**PROBLEM STATEMENT**
Repeat without any change the lines in the records below, from the line with "# draw the outline of every instance of the chocolate" to the line with "101), (237, 97)]", both of those lines included.

**Segmentation labeling items**
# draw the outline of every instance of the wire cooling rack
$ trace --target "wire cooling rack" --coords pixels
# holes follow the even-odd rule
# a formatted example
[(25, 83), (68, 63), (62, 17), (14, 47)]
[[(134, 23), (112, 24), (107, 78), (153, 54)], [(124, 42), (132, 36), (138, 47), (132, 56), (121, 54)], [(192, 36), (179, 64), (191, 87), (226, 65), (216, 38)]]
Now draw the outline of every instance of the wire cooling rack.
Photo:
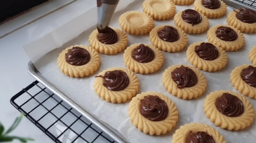
[(56, 143), (115, 142), (37, 81), (13, 96), (11, 103)]

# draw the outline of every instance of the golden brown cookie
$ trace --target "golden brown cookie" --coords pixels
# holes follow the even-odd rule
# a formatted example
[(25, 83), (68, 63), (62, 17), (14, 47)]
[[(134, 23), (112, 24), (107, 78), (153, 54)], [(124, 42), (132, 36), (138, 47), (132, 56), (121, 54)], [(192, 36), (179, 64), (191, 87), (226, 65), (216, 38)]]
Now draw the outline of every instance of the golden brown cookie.
[(141, 74), (154, 72), (160, 68), (164, 61), (162, 51), (154, 46), (145, 43), (132, 45), (123, 54), (127, 68)]
[(218, 46), (210, 43), (198, 42), (187, 48), (187, 58), (192, 65), (204, 71), (215, 72), (225, 66), (227, 55)]
[(256, 12), (241, 7), (232, 11), (227, 16), (229, 25), (237, 28), (242, 32), (256, 33)]
[(199, 70), (183, 65), (174, 65), (166, 69), (162, 82), (168, 92), (183, 99), (201, 96), (205, 91), (207, 81)]
[(60, 54), (57, 60), (63, 73), (76, 78), (93, 73), (100, 64), (100, 57), (95, 49), (82, 45), (66, 48)]
[(216, 91), (206, 97), (203, 110), (216, 126), (229, 130), (244, 129), (253, 122), (254, 109), (243, 96), (227, 90)]
[(142, 10), (155, 20), (164, 20), (174, 15), (176, 7), (171, 0), (145, 0)]
[(166, 95), (156, 92), (137, 95), (129, 104), (128, 113), (134, 126), (151, 135), (170, 131), (178, 120), (178, 113), (174, 102)]
[(180, 51), (187, 46), (188, 41), (183, 30), (171, 25), (155, 27), (149, 33), (149, 39), (156, 47), (169, 52)]
[(252, 64), (256, 65), (256, 46), (254, 46), (249, 53), (250, 60), (252, 62)]
[(174, 19), (175, 25), (187, 33), (202, 33), (209, 27), (209, 20), (207, 17), (191, 9), (178, 13)]
[(196, 0), (195, 9), (208, 18), (218, 18), (227, 13), (227, 5), (220, 0)]
[(136, 35), (149, 33), (154, 26), (152, 17), (138, 11), (129, 11), (123, 13), (119, 17), (118, 22), (120, 27), (125, 31)]
[[(195, 139), (197, 140), (195, 141)], [(175, 131), (172, 143), (227, 143), (224, 137), (217, 130), (207, 124), (200, 123), (185, 124)]]
[(219, 25), (211, 27), (207, 32), (210, 43), (216, 45), (226, 51), (236, 51), (245, 44), (243, 33), (234, 27)]
[(108, 27), (107, 31), (99, 33), (95, 29), (89, 36), (89, 43), (97, 52), (106, 55), (114, 55), (123, 50), (127, 45), (128, 38), (123, 31)]
[(192, 4), (194, 0), (172, 0), (176, 5), (189, 5)]
[(230, 74), (230, 81), (239, 92), (256, 99), (256, 66), (245, 64), (236, 67)]
[(95, 77), (93, 87), (102, 99), (112, 103), (121, 103), (136, 95), (140, 83), (131, 70), (114, 67), (105, 70)]

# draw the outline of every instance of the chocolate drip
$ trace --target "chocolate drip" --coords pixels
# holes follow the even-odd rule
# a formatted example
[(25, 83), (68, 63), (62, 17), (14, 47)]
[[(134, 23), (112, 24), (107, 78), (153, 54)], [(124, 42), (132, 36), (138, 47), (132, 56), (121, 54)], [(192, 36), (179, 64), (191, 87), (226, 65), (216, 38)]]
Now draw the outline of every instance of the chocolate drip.
[(79, 46), (73, 47), (65, 54), (66, 61), (74, 66), (82, 66), (90, 61), (91, 56), (87, 50)]
[(105, 44), (114, 44), (118, 41), (116, 32), (110, 27), (107, 27), (102, 30), (99, 30), (98, 40)]
[(205, 132), (190, 131), (186, 138), (186, 143), (215, 143), (212, 136)]
[(241, 73), (241, 78), (247, 84), (256, 88), (256, 68), (249, 66), (243, 69)]
[(134, 49), (132, 57), (137, 62), (142, 63), (150, 62), (155, 57), (153, 50), (142, 44)]
[(190, 68), (182, 65), (171, 72), (172, 79), (177, 84), (177, 88), (192, 87), (197, 83), (196, 73)]
[(219, 52), (212, 44), (203, 42), (195, 47), (194, 51), (200, 58), (205, 60), (212, 61), (218, 57)]
[(157, 96), (148, 95), (140, 100), (140, 113), (147, 119), (153, 121), (164, 120), (168, 114), (166, 103)]
[(165, 26), (163, 29), (157, 33), (160, 39), (166, 42), (173, 42), (179, 39), (179, 33), (177, 29), (169, 26)]
[(201, 2), (204, 7), (209, 9), (216, 9), (220, 7), (219, 0), (202, 0)]
[(182, 18), (185, 22), (192, 25), (192, 26), (200, 23), (202, 21), (202, 17), (199, 13), (191, 9), (187, 9), (182, 11)]
[(228, 93), (224, 93), (215, 102), (217, 109), (229, 117), (237, 117), (243, 113), (242, 101), (237, 97)]
[(236, 16), (239, 20), (247, 23), (256, 22), (256, 12), (251, 9), (241, 7), (236, 12)]
[(233, 29), (225, 26), (220, 26), (216, 32), (216, 36), (220, 39), (225, 41), (234, 41), (238, 36)]
[(97, 77), (103, 78), (103, 86), (113, 91), (122, 90), (129, 85), (129, 78), (126, 73), (121, 70), (107, 72), (104, 76), (95, 77)]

**REPLY TO THE TASK**
# draw the outline of every instance of the chocolate drip
$ trace --target "chocolate drip" --coords pixels
# holes follow the even-odd rule
# a formatted example
[(25, 83), (68, 63), (62, 17), (14, 47)]
[[(134, 23), (112, 24), (107, 78), (153, 54)], [(124, 42), (132, 36), (138, 47), (132, 56), (121, 54)], [(192, 36), (179, 64), (191, 87), (226, 65), (216, 38)]]
Now draw the outline of every instance of the chocolate drip.
[(79, 46), (73, 47), (65, 54), (66, 61), (74, 66), (82, 66), (90, 61), (91, 56), (87, 50)]
[(105, 44), (114, 44), (118, 41), (116, 32), (110, 27), (107, 27), (102, 30), (99, 30), (98, 40)]
[(205, 132), (190, 131), (186, 138), (186, 143), (215, 143), (212, 136)]
[(241, 73), (241, 78), (247, 84), (256, 88), (256, 68), (249, 66), (243, 69)]
[(134, 49), (132, 57), (137, 62), (142, 63), (150, 62), (155, 57), (153, 50), (142, 44)]
[(190, 68), (182, 65), (171, 72), (172, 79), (177, 84), (177, 88), (192, 87), (197, 83), (196, 73)]
[(219, 52), (212, 44), (203, 42), (195, 47), (194, 51), (200, 58), (205, 60), (212, 61), (218, 57)]
[(157, 96), (148, 95), (140, 100), (140, 113), (147, 119), (153, 121), (164, 120), (168, 114), (166, 103)]
[(165, 26), (163, 29), (157, 33), (160, 39), (166, 42), (173, 42), (179, 39), (179, 33), (177, 29), (169, 26)]
[(201, 2), (204, 7), (209, 9), (216, 9), (220, 7), (219, 0), (202, 0)]
[(182, 18), (185, 22), (192, 25), (192, 26), (200, 23), (202, 21), (202, 17), (199, 13), (191, 9), (187, 9), (182, 11)]
[(228, 93), (224, 93), (215, 102), (217, 109), (229, 117), (237, 117), (243, 113), (242, 101), (237, 97)]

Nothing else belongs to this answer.